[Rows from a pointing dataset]

►

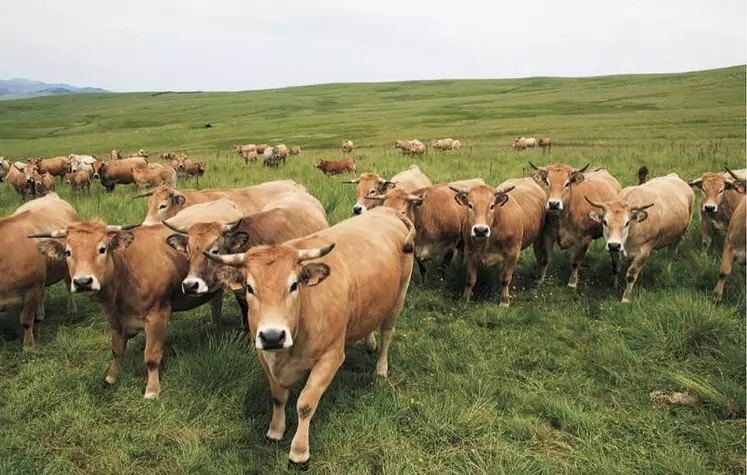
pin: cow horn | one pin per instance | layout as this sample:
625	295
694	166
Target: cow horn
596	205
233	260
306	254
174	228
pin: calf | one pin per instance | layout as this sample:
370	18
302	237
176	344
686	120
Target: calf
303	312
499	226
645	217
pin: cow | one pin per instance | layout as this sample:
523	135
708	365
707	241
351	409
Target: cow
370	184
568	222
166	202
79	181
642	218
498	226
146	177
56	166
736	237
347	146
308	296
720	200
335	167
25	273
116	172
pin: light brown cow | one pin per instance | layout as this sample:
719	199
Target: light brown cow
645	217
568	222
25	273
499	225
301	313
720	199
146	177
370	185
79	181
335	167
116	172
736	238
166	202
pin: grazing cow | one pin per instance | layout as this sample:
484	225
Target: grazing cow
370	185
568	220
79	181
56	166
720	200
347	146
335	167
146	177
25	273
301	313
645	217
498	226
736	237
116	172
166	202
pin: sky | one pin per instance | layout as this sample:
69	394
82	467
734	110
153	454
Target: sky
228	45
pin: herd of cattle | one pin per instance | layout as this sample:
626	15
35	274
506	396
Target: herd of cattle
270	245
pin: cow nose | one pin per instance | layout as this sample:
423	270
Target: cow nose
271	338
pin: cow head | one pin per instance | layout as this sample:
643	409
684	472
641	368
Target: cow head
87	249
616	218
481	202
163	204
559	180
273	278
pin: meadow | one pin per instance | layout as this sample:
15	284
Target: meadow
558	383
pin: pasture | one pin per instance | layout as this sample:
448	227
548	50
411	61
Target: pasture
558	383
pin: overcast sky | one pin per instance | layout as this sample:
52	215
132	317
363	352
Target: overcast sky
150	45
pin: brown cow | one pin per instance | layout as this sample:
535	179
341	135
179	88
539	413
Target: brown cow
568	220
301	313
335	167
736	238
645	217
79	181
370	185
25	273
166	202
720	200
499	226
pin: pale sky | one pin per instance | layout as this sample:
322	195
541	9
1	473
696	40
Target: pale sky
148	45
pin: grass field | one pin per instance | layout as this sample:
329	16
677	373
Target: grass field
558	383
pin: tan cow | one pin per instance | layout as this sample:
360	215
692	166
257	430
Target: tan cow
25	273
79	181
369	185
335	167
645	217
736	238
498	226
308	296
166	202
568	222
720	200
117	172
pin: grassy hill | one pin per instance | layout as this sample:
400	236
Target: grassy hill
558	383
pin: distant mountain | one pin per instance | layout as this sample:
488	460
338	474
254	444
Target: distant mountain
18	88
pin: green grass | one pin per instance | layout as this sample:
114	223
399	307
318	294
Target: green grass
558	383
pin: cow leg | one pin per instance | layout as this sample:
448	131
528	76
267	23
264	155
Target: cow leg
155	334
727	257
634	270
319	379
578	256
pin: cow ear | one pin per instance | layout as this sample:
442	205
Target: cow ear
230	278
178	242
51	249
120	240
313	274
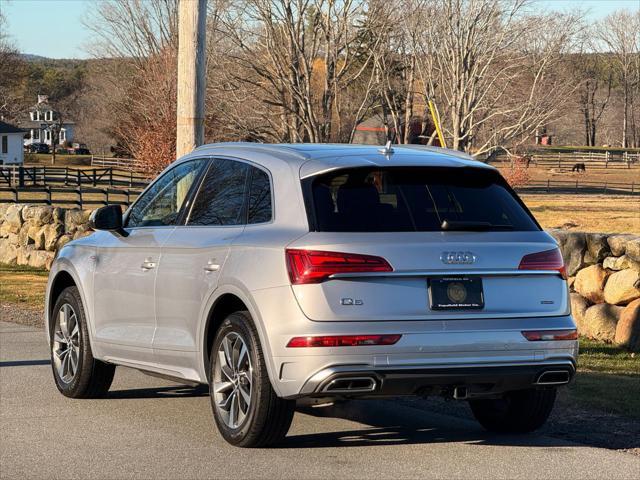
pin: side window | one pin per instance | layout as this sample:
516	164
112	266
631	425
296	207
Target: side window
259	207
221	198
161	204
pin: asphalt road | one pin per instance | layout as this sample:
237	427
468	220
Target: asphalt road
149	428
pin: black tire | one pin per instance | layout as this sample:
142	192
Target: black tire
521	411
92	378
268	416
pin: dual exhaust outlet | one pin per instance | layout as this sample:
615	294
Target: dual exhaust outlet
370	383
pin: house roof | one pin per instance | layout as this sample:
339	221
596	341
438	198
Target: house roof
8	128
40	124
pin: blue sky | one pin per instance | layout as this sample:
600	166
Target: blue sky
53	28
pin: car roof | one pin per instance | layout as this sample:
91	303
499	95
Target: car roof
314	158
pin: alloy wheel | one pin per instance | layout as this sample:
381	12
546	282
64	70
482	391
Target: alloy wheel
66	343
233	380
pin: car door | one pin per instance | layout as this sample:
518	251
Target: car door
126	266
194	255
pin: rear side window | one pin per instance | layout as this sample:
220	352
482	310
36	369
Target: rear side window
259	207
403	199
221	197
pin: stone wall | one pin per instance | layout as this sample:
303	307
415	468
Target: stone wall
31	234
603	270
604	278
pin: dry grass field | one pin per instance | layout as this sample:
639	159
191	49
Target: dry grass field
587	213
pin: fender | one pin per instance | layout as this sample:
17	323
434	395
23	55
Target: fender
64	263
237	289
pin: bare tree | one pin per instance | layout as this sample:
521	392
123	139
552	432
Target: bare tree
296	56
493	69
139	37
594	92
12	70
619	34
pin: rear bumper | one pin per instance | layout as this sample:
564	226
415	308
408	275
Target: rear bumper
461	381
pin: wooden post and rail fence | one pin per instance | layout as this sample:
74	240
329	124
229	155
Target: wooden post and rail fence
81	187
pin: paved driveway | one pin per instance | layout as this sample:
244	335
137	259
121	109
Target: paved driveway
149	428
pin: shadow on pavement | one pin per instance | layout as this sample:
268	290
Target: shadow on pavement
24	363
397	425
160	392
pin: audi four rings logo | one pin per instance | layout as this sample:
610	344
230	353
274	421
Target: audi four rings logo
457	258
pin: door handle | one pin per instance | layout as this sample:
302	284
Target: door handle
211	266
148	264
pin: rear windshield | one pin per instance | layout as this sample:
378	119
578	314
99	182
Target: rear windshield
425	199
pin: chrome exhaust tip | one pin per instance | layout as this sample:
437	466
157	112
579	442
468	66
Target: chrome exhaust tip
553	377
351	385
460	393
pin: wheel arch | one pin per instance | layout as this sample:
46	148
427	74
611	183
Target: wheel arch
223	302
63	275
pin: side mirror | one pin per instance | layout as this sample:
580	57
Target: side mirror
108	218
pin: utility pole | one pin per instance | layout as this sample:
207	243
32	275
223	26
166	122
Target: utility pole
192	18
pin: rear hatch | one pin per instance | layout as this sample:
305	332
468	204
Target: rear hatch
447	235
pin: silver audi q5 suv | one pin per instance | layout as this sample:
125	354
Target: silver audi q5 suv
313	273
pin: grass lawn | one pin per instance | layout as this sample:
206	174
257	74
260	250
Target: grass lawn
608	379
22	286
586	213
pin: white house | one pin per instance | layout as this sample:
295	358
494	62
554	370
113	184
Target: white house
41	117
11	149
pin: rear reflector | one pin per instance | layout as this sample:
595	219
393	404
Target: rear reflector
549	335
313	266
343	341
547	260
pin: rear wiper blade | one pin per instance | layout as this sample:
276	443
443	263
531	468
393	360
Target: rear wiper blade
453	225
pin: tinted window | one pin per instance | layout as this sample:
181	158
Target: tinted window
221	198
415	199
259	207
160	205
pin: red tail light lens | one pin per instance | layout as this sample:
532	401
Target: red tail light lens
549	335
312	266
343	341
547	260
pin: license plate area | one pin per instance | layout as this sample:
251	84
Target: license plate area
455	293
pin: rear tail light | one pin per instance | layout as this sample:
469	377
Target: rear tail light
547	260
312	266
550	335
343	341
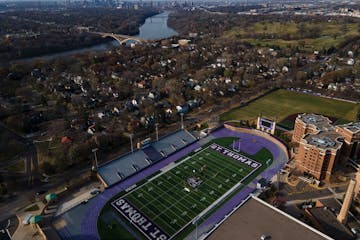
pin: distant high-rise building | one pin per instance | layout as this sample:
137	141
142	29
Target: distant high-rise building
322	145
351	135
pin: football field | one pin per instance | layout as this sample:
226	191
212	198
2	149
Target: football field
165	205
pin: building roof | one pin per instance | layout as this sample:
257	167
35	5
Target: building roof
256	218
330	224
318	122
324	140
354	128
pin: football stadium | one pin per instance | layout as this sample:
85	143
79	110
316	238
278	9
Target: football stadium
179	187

◄

Rewrite all the records above with "one pin per instance" replaced by "one point per instance" and everything else unchanged. Omit the pictures.

pin: cow horn | one point per instance | layout as this sample:
625	295
694	166
Target: cow horn
596	205
233	260
306	254
174	228
pin: calf | one point per instance | layout as this sample:
370	18
302	237
176	344
686	120
Target: calf
303	312
499	226
645	217
pin: cow | one point per instance | layout as this sample:
523	135
708	365
707	241
351	409
Target: cow
370	184
568	222
166	202
79	181
642	218
498	226
146	177
56	166
736	237
347	146
308	296
720	200
335	167
25	273
116	172
pin: light brown cow | one point per instance | layout as this sample:
719	199
Target: light brown cow
645	217
568	222
25	273
499	225
301	313
720	199
146	177
370	185
79	181
335	167
116	172
736	238
166	202
pin: grazing cow | one point per instance | layout as this sample:
484	225
Target: grazing cow
370	185
568	220
79	181
56	166
720	200
347	146
335	167
146	177
25	273
301	313
645	217
498	226
736	237
116	172
166	202
pin: sky | one point per instance | layout as this sample:
69	394
82	467
734	110
153	454
Target: sky
228	45
pin: herd of cattle | one point per instance | layout as this sample:
626	15
35	274
506	396
Target: herd of cattle
270	245
pin: cow nose | one point per instance | layout as this sample:
423	270
Target: cow nose
271	338
pin: cow head | one point per instance | layout as this sample:
643	409
684	472
641	368
Target: cow head
87	249
616	218
481	202
163	204
559	180
273	278
pin: meadow | one point per instance | layout as this sample:
15	284
Target: meadow
558	383
pin: pasture | one point per instance | layout as this sample:
448	227
548	50
411	61
Target: pasture
558	383
pin: overcast sky | one point per instance | layout as this sample:
52	215
132	317
363	352
Target: overcast sky
150	45
pin: brown cow | one point per instance | layout as this sample:
535	179
341	135
179	88
539	413
Target: brown cow
568	220
301	313
335	167
736	238
645	217
79	181
370	185
25	273
166	202
720	200
499	226
pin: pale sky | one point per instance | layout as this sample:
322	195
541	9
1	473
696	40
Target: pale sky
148	45
pin: grass field | one point per instance | layout as this sample:
329	16
677	373
Target: grass field
558	383
pin: tan cow | one point per instance | layout as this sample:
360	215
692	166
257	430
Target: tan cow
25	273
79	181
369	185
335	167
645	217
736	238
498	226
308	296
166	202
568	222
720	200
117	172
pin: grassy hill | one point per instance | layout as this sample:
400	236
Target: grassy hill
558	383
pin: distant mountain | one point per instance | layout as this sample:
488	460
338	474
254	444
Target: distant mountain
18	88
pin: green grass | one point per instance | layout as this sample:
114	223
399	307
318	294
Target: green grass
558	383
pin: cow leg | one point per instance | layout as this sample:
448	131
528	76
267	23
264	155
Target: cow leg
155	334
727	257
634	270
319	379
578	256
pin: cow ear | one point per instance | layout as this sample:
442	205
Target: cow ear
230	278
178	242
51	249
120	240
313	274
pin: side window | one point per instance | layout as this sample:
516	164
112	266
631	425
296	207
Target: side window
259	207
221	198
161	204
pin: asphalt road | one point per instance | layout as this sample:
237	427
468	220
Target: asphalt road
149	428
pin: black tire | one point per instance | layout as this sample:
142	192
Target: black tire
521	411
92	378
268	416
pin: dual exhaust outlet | one point per instance | layout as this sample:
615	294
Target: dual exhaust outlet
370	383
pin: house roof | one point per instance | layout as this sample:
339	221
596	341
438	198
Target: house roof
8	128
40	124
pin: blue sky | one point per instance | layout as this sample:
600	166
Target: blue sky
53	28
pin: car roof | one point per instance | layout as this sample:
91	303
499	95
Target: car roof
314	158
pin: alloy wheel | one point per instance | layout as this sample:
381	12
546	282
64	70
482	391
Target: alloy wheel
66	343
233	380
pin: car door | one point per instance | layout as this sample:
518	251
Target: car door
126	266
194	255
pin: rear side window | one point per instance | layout as this sample:
220	352
482	310
36	369
Target: rear side window
259	207
403	199
221	197
pin: stone wall | one point per instance | layout as this sample:
303	307
415	468
Target: stone wall
31	234
603	270
604	278
pin: dry grass field | one point per instance | layout as this sample:
639	159
191	49
Target: dry grass field
587	213
pin: fender | one point per instance | layout as this sample:
17	323
434	395
23	55
Target: fender
64	263
237	289
pin: bare tree | one point per instance | layout as this sample:
521	392
123	139
552	432
Target: bare tree
296	56
493	69
139	37
594	92
12	70
619	34
pin: rear bumper | one point per instance | layout as this sample:
564	226
415	308
408	275
Target: rear bumper
461	381
pin: wooden post and rail fence | one point per instance | layout as this sample:
74	240
329	124
229	155
Target: wooden post and rail fence
81	187
pin: paved driveway | one point per instance | layout as this sample:
244	335
137	259
121	109
Target: paved driveway
149	428
pin: shadow on pavement | one point per instance | layout as this sample:
268	290
Target: shadow on pavement
24	363
397	425
160	392
pin: audi four rings logo | one point per instance | layout as this sample:
610	344
230	353
274	421
Target: audi four rings logo
457	258
pin: door handle | one point per instance | layout as this sample:
302	284
Target: door handle
211	266
148	264
pin: rear windshield | one point per instance | layout as this sample:
378	119
578	314
99	182
Target: rear windshield
425	199
pin: chrome exhaust tip | one point per instance | layout as this sample:
437	466
157	112
579	442
468	66
Target: chrome exhaust tip
553	377
351	385
460	393
pin: wheel arch | one point per instance | layout as this sample:
46	148
427	74
611	183
Target: wheel arch
223	302
63	275
pin: side mirror | one point per instance | layout as this sample:
580	57
Target: side mirror
108	218
pin: utility pole | one point per instance | layout as this sample:
207	243
32	275
223	26
166	122
Target: utility pole
192	18
pin: rear hatch | one point per instance | layout as this sample:
305	332
468	204
Target: rear hatch
447	235
pin: silver audi q5 suv | one point per instance | layout as this sample:
125	354
Target: silver audi q5 suv
313	273
pin: grass lawn | one point per instance | layout as this sample:
206	174
257	74
260	250
Target: grass lawn
608	379
22	286
586	213
pin: white house | one point per instance | layout as this sample:
295	358
494	62
554	370
113	184
Target: white house
41	117
11	149
pin: rear reflector | one point per instance | layout as this sample:
595	219
393	404
Target: rear reflector
549	335
313	266
343	341
547	260
pin: rear wiper blade | one point per instance | layout as this sample:
276	443
443	263
531	468
393	360
Target: rear wiper blade
453	225
pin: tinted window | one point per instance | layout as this sample:
181	158
Target: tinted window
221	198
415	199
259	207
160	205
pin: red tail light lens | one point per instance | layout as this sample:
532	401
Target: red tail light lens
549	335
312	266
343	341
547	260
pin: license plate area | one point per instance | layout as this sample:
251	84
Target: license plate area
455	293
pin: rear tail light | one point per instance | layout as this sample:
469	377
Target: rear tail light
547	260
312	266
550	335
343	341
pin: distant high-rise building | one point per instance | layout as this sample:
137	141
142	29
Target: distant high-rise building
322	145
351	135
pin: football field | one point per instance | layout as this sample:
226	191
212	198
2	149
Target: football field
165	205
pin: building roof | one point per instance | layout as this sample:
257	167
35	5
Target: building roof
256	218
330	224
318	122
324	140
354	128
pin: football stadium | one point per instance | layout as this sample:
85	143
79	110
316	238
278	9
Target: football stadium
179	187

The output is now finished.